(Information)

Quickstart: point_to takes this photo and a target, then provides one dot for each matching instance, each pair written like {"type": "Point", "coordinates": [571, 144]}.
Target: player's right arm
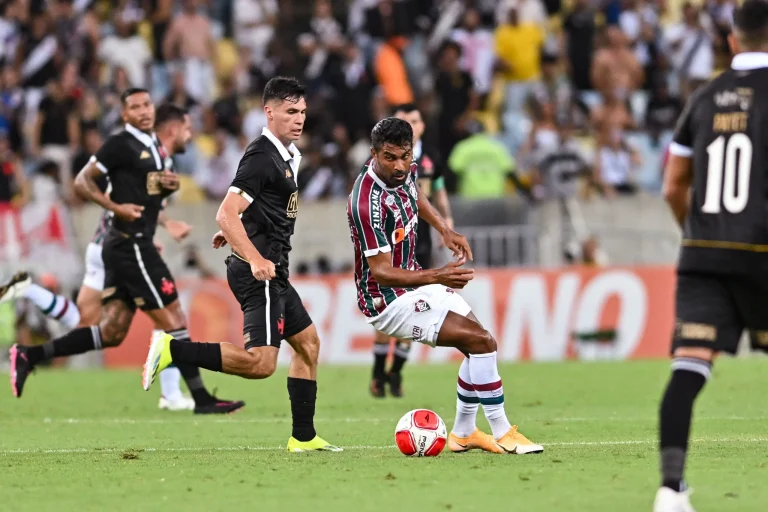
{"type": "Point", "coordinates": [86, 181]}
{"type": "Point", "coordinates": [678, 173]}
{"type": "Point", "coordinates": [252, 175]}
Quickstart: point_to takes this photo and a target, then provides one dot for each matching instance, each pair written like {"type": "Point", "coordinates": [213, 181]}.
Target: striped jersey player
{"type": "Point", "coordinates": [407, 302]}
{"type": "Point", "coordinates": [391, 221]}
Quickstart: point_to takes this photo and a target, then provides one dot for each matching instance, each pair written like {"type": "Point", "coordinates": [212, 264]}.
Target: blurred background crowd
{"type": "Point", "coordinates": [525, 101]}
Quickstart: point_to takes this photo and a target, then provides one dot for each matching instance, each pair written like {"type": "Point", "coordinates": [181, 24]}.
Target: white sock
{"type": "Point", "coordinates": [466, 403]}
{"type": "Point", "coordinates": [487, 384]}
{"type": "Point", "coordinates": [170, 381]}
{"type": "Point", "coordinates": [57, 307]}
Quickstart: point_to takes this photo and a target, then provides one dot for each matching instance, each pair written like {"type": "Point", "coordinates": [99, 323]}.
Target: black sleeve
{"type": "Point", "coordinates": [108, 157]}
{"type": "Point", "coordinates": [255, 171]}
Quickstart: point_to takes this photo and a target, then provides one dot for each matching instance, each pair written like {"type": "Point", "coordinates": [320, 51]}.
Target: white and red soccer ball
{"type": "Point", "coordinates": [421, 433]}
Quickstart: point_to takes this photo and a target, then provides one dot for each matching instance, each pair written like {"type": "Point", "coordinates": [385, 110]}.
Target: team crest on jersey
{"type": "Point", "coordinates": [421, 306]}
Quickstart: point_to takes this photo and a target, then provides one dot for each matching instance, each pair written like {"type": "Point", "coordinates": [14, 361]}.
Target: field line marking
{"type": "Point", "coordinates": [188, 420]}
{"type": "Point", "coordinates": [749, 440]}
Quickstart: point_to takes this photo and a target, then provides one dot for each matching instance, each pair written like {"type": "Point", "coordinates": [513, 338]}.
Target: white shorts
{"type": "Point", "coordinates": [419, 314]}
{"type": "Point", "coordinates": [94, 268]}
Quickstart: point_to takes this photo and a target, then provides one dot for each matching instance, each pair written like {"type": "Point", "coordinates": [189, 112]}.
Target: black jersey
{"type": "Point", "coordinates": [723, 129]}
{"type": "Point", "coordinates": [266, 177]}
{"type": "Point", "coordinates": [134, 160]}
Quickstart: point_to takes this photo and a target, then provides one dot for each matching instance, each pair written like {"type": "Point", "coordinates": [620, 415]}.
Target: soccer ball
{"type": "Point", "coordinates": [420, 433]}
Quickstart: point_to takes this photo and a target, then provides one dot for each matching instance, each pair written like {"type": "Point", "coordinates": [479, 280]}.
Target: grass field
{"type": "Point", "coordinates": [95, 441]}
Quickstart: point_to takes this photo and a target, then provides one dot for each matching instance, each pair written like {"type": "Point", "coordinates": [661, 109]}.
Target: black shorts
{"type": "Point", "coordinates": [270, 313]}
{"type": "Point", "coordinates": [714, 310]}
{"type": "Point", "coordinates": [135, 273]}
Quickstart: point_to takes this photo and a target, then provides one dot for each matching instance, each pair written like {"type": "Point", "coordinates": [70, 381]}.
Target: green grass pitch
{"type": "Point", "coordinates": [94, 440]}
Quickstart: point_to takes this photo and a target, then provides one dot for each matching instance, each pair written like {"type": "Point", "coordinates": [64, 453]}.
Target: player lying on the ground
{"type": "Point", "coordinates": [257, 218]}
{"type": "Point", "coordinates": [408, 303]}
{"type": "Point", "coordinates": [715, 184]}
{"type": "Point", "coordinates": [135, 274]}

(End Information)

Problem requirements: Reproduce the records, all of them, word for word; omit the pictures.

Exercise output:
Quickstart: point_to takes this photo and a target, then provides one dot for each matching instance, each pair written like {"type": "Point", "coordinates": [571, 144]}.
Target: player's right arm
{"type": "Point", "coordinates": [86, 181]}
{"type": "Point", "coordinates": [678, 173]}
{"type": "Point", "coordinates": [252, 175]}
Quickstart: point_to takes this photo and a target, then provides one dot for each matching instance, each pair written like {"type": "Point", "coordinates": [213, 181]}.
Target: striped jersey player
{"type": "Point", "coordinates": [407, 302]}
{"type": "Point", "coordinates": [391, 221]}
Quickstart: point_to takes this photo and a target, then provides one dot for each matching instance, each pair written like {"type": "Point", "coordinates": [212, 264]}.
Target: blurred background crowd
{"type": "Point", "coordinates": [525, 101]}
Quickstart: point_to takes this photo and a target, then provides one dot for each matching instance, each pair written like {"type": "Point", "coordinates": [181, 24]}.
Target: white sock
{"type": "Point", "coordinates": [466, 403]}
{"type": "Point", "coordinates": [487, 384]}
{"type": "Point", "coordinates": [170, 381]}
{"type": "Point", "coordinates": [57, 307]}
Quickstart: point_to takes this photo and a target, then provides one dot for each matching instance, each pair written like {"type": "Point", "coordinates": [99, 323]}.
Target: black sleeve
{"type": "Point", "coordinates": [108, 157]}
{"type": "Point", "coordinates": [255, 171]}
Quickstart: point_to takes this photo and a target, then provides one dot for each matching instance, each pair written like {"type": "Point", "coordinates": [320, 51]}.
Target: white and red soccer ball
{"type": "Point", "coordinates": [421, 433]}
Quickstart: point_to takes this photo and a target, then provides one dot for each matching instance, each pair written like {"type": "Point", "coordinates": [385, 110]}.
Target: team crest on jersey
{"type": "Point", "coordinates": [421, 306]}
Quickstart: point_to takes this photo and a target, then provides one dot for each matching instance, each pair written like {"type": "Point", "coordinates": [14, 361]}.
Target: field line marking
{"type": "Point", "coordinates": [188, 420]}
{"type": "Point", "coordinates": [749, 440]}
Quickstart: point_to takes this photo and a target, then provides one dot for each matching instance, each pair written like {"type": "Point", "coordinates": [513, 338]}.
Target: white shorts
{"type": "Point", "coordinates": [419, 314]}
{"type": "Point", "coordinates": [94, 268]}
Quickstart: point_to takes this photo and a target, then provides one dot for each matching instance, each pair written like {"type": "Point", "coordinates": [189, 112]}.
Target: black jersey
{"type": "Point", "coordinates": [723, 129]}
{"type": "Point", "coordinates": [266, 177]}
{"type": "Point", "coordinates": [134, 160]}
Quickstart: point_to takes this photo and a target, then provides one dot for each matching instance, each pair written like {"type": "Point", "coordinates": [620, 415]}.
Target: soccer ball
{"type": "Point", "coordinates": [420, 433]}
Quickstart: point_to takes this photo and a target, then provides one dot for each matching instance, each pair written like {"type": "Point", "coordinates": [479, 280]}.
Target: grass field
{"type": "Point", "coordinates": [95, 441]}
Quickstart: point_to takes this photo and a target, then provides one dot for each matching instance, each pair written like {"type": "Point", "coordinates": [661, 109]}.
Target: black shorts
{"type": "Point", "coordinates": [270, 313]}
{"type": "Point", "coordinates": [714, 310]}
{"type": "Point", "coordinates": [135, 273]}
Quickstart: point_to takes this photo and a target, then provides one dot for each matching instance, each pair written like {"type": "Point", "coordinates": [70, 381]}.
Target: green grass pitch
{"type": "Point", "coordinates": [94, 440]}
Quickstart: point_to takes this photo and a target, then provides one dot for each matching instance, each pair written like {"type": "Point", "coordinates": [64, 453]}.
Target: player lying on the ground
{"type": "Point", "coordinates": [257, 218]}
{"type": "Point", "coordinates": [408, 303]}
{"type": "Point", "coordinates": [715, 184]}
{"type": "Point", "coordinates": [135, 274]}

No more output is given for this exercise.